Leave out every line before the one that contains "locate car roof -- one point per instance". Please restate that line and the rest of the data word for word, through the end.

——

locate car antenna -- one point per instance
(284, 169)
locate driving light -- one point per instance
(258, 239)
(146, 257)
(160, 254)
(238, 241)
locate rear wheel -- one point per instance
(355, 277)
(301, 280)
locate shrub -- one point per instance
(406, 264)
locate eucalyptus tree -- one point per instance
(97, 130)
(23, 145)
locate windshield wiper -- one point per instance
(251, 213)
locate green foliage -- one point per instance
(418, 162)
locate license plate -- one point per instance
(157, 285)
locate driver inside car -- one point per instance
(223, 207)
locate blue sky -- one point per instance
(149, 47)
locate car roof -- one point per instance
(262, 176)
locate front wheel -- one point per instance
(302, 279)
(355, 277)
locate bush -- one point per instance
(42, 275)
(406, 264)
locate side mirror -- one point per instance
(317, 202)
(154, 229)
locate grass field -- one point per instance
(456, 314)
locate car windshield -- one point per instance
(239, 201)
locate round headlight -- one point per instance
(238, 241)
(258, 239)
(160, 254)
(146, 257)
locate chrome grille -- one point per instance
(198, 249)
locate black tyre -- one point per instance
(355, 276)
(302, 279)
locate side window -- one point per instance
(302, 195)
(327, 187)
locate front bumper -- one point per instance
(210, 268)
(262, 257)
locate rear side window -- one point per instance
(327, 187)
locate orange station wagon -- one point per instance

——

• **RESPONSE AREA**:
locate car roof -- one point per instance
(262, 176)
locate front wheel -- one point per instance
(302, 279)
(355, 277)
locate bush -- one point per instance
(42, 275)
(406, 264)
locate side mirror -- one point per instance
(317, 202)
(154, 229)
locate grass field -- one point per instance
(456, 314)
locate car windshield -- one point per instance
(239, 201)
locate round headlight -- one point per instance
(238, 241)
(258, 239)
(160, 254)
(146, 257)
locate chrome grille -- one point per instance
(198, 249)
locate black tyre -- one point per instance
(355, 276)
(302, 279)
locate side window -- one point per instance
(302, 195)
(327, 187)
locate front bumper -- one point per instance
(210, 268)
(262, 257)
locate rear side window -- one point per instance
(327, 187)
locate orange station wagon -- one point per instance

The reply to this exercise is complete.